### SHORT PROBLEM A
Reproduce the records word for word, starting at the first line of the records and ending at the line that contains "[578,347,1080,439]", both included.

===== GIVEN TEXT =====

|
- # ---
- # jupyter:
- # jupytext_format_version: '1.2'
- # kernelspec:
- # display_name: Python 3
- # language: python
- # name: python3
- # language_info:
- # codemirror_mode:
- # name: ipython
- # version: 3
- # file_extension: .py
- # mimetype: text/x-python
- # name: python
- # nbconvert_exporter: python
- # pygments_lexer: ipython3
- # version: 3.5.2
- # ---
-
- # # Least squares
- #
- # A mathematical procedure for finding the best-fitting curve to a given set of points by minimizing the sum of the squares of the offsets ("the residuals") of the points from the curve. The sum of the squares of the offsets is used instead of the offset absolute values because this allows the residuals to be treated as a continuous differentiable quantity. However, because squares of the offsets are used, outlying points can have a disproportionate effect on the fit, a property which may or may not be desirable depending on the problem at hand.
- #
-
- # ### Show the data
- #
-
- # +
- # %matplotlib inline
-
- import matplotlib.pyplot as plt
- import numpy as np
- import sklearn
- from sklearn import datasets
-
- # load data
- d = datasets.load_diabetes()

=====

### SHORT PROBLEM B
Continue the least squares notebook from the point where it stops.

===== INFORMATION PROVIDED =====

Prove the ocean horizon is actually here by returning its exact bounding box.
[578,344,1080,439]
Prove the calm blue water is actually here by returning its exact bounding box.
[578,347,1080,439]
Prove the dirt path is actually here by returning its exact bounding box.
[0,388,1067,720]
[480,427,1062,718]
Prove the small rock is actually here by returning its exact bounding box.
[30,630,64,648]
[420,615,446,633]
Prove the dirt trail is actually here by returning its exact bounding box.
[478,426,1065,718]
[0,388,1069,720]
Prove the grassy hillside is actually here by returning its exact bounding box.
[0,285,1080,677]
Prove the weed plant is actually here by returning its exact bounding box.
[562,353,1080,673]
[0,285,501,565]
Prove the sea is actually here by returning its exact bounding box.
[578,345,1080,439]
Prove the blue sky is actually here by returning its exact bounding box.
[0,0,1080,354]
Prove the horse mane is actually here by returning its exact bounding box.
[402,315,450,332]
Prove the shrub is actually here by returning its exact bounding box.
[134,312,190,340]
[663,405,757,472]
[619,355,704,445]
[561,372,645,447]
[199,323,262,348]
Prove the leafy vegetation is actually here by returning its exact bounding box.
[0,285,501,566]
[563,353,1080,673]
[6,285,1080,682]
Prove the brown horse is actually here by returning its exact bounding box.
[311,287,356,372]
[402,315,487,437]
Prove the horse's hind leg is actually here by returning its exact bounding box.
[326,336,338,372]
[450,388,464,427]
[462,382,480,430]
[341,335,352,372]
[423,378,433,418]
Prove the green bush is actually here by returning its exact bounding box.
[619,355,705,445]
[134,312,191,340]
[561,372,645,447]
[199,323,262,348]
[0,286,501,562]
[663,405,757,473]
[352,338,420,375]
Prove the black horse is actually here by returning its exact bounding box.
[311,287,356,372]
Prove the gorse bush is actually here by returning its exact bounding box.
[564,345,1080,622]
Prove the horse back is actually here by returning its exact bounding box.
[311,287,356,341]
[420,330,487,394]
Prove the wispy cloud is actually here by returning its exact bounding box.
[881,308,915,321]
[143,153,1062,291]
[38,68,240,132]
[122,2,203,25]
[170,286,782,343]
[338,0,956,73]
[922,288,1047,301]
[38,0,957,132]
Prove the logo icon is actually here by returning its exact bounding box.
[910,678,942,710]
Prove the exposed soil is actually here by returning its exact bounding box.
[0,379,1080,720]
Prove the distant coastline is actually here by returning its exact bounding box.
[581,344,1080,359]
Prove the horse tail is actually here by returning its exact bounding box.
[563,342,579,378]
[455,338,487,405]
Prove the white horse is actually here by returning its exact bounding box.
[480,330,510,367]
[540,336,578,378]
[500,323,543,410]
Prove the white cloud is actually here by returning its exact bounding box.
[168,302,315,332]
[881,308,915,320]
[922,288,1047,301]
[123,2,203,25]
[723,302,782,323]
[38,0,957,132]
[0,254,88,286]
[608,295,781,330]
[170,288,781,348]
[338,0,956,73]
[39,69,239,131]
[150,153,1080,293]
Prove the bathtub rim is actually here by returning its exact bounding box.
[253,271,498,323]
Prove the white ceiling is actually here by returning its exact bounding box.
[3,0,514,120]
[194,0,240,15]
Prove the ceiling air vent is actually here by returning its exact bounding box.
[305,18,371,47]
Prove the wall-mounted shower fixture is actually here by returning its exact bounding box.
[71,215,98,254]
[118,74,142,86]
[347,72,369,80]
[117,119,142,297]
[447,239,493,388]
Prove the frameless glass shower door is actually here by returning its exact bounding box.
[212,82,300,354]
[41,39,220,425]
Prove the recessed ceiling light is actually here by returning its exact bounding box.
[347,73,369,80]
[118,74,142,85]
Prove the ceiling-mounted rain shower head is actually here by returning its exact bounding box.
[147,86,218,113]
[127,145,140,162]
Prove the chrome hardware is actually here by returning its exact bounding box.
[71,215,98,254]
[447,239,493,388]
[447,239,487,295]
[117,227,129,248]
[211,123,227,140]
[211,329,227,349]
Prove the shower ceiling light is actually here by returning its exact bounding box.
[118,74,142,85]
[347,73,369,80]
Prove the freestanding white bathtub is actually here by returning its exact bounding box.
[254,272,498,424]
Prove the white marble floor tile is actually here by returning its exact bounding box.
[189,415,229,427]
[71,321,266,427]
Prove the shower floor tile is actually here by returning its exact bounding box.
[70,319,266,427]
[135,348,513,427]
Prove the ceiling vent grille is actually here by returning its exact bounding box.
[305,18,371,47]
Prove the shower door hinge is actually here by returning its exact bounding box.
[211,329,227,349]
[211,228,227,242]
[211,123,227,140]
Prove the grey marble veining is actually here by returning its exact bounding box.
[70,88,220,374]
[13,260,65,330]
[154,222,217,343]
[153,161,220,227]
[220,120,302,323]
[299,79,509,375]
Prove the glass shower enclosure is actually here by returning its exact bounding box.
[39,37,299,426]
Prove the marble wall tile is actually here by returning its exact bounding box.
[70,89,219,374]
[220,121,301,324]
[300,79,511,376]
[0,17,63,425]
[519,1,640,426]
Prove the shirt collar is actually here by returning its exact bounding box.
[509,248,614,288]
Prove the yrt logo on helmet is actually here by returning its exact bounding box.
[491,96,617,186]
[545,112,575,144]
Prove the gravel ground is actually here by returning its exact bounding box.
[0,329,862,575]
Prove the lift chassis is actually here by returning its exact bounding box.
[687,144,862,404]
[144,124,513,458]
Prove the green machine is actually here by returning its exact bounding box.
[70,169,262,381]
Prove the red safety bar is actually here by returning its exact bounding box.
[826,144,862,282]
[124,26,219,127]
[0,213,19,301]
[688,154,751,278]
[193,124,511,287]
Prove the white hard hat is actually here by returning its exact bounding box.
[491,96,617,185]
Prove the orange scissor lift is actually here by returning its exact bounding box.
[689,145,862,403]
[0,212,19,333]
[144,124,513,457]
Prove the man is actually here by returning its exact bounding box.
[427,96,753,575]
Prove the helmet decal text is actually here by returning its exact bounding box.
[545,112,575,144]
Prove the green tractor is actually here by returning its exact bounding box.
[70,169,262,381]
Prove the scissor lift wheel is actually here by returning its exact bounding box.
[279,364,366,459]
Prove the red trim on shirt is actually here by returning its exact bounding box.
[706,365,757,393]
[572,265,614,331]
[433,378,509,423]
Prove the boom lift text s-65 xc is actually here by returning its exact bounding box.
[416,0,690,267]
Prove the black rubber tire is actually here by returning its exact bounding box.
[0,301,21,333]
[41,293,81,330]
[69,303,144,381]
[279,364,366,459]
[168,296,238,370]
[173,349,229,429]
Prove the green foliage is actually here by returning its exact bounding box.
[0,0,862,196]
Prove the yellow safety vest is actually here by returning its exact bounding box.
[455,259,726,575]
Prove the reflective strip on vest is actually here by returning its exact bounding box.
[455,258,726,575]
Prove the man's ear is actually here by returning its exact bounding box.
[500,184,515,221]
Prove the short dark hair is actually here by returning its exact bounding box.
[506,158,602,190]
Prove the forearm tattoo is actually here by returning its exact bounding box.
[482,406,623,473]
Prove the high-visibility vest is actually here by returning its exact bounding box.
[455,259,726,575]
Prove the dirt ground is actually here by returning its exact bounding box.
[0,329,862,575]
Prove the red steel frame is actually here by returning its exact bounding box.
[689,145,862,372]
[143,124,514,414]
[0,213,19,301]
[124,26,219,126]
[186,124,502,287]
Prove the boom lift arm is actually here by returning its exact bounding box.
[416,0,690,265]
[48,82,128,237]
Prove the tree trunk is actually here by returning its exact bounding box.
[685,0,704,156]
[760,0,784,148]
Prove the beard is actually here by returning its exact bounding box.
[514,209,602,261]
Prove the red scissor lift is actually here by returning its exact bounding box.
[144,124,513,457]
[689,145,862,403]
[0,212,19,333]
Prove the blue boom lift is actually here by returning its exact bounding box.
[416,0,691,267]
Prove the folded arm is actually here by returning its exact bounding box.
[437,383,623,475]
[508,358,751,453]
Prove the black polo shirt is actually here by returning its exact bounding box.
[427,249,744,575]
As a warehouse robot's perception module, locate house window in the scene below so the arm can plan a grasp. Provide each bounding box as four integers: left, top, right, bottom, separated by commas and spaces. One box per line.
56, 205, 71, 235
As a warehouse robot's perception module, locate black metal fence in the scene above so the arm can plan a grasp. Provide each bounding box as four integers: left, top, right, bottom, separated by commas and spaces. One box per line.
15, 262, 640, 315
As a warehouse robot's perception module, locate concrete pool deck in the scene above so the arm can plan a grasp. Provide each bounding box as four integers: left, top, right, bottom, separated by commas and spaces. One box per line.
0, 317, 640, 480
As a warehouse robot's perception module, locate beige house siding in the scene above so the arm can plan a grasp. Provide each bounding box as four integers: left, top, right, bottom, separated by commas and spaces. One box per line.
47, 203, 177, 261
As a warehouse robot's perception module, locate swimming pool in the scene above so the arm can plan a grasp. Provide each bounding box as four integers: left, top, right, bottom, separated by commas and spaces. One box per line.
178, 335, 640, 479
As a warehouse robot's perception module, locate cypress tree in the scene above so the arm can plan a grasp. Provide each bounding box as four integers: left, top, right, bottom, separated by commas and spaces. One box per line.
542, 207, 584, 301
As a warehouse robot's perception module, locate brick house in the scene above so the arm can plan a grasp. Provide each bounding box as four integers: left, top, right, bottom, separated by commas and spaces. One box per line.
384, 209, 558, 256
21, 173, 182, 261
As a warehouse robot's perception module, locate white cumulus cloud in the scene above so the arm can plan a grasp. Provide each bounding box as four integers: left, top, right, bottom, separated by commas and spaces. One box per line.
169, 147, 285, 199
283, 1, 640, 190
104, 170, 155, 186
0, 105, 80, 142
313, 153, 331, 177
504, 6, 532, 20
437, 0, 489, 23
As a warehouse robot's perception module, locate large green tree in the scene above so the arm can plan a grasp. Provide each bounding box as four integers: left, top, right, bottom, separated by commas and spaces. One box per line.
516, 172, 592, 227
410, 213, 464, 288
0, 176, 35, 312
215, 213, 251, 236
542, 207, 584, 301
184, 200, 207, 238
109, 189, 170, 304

=====

### EXERCISE ANSWER A
Prove the ocean horizon is actually here by returning its exact bounding box.
[578,344,1080,439]
Prove the calm blue water is actually here by returning its exact bounding box.
[578,347,1080,439]

### EXERCISE ANSWER B
-
- X = d.data[:, 2]
- Y = d.target
-
- # draw original data
- plt.scatter(X, Y)
- plt.xlabel("X")
- plt.ylabel("Y")
- plt.show()
-
- # -
-
- # ### Theory
- # For $N$ observation data:
- # $$
- # \mathbf{X} = \{x_1, x_2, ..., x_N \} \\
- # \mathbf{Y} = \{y_1, y_2, ..., y_N \}
- # $$
- #
- # We want to find the model which can predict the data. The simplest model is linear model, which has the form of
- # $$
- # y = ax + b
- # $$
- #
- # The purpose is to find parameters $a, b$ which best fit the model to the observation data.
- #
- # We use the sum of squares to measure the differences (loss function) between the model's prediction and observation data:
- # $$
- # L = \sum_{i=1}^{N} (y_i - a x_i + b)^2
- # $$
- #
- # To make the loss function minimize, we can find the parameters:
- # $$
- # \frac{\partial L}{\partial a} = -2 \sum_{i=1}^{N} (y_i - a x_i - b) x_i \\
- # \frac{\partial L}{\partial b} = -2 \sum_{i=1}^{N} (y_i - a x_i - b)
- # $$
- # When the loss is minimized, therefore the partial difference is zero, then we can get:
- # $$
- # -2 \sum_{i=1}^{N} (y_i - a x_i - b) x_i = 0 \\
- # -2 \sum_{i=1}^{N} (y_i - a x_i - b) = 0 \\
- # $$
- #
- # We reoder the items as:
- # $$
- # a \sum x_i^2 + b \sum x_i = \sum y_i x_i \\
- # a \sum x_i + b N = \sum y_i
- # $$
- # By solving the linear equation we can obtain the model parameters.
-
- # ### Program
-
- # +
- N = X.shape[0]
-
- S_X2 = np.sum(X*X)
- S_X = np.sum(X)
- S_XY = np.sum(X*Y)
- S_Y = np.sum(Y)
-
- A1 = np.array([[S_X2, S_X],
- [S_X, N]])
- B1 = np.array([S_XY, S_Y])
-
- coeff = np.linalg.inv(A1).dot(B1)
-
- print('a = %f, b = %f' % (coeff[0], coeff[1]))
-
- x_min = np.min(X)
- x_max = np.max(X)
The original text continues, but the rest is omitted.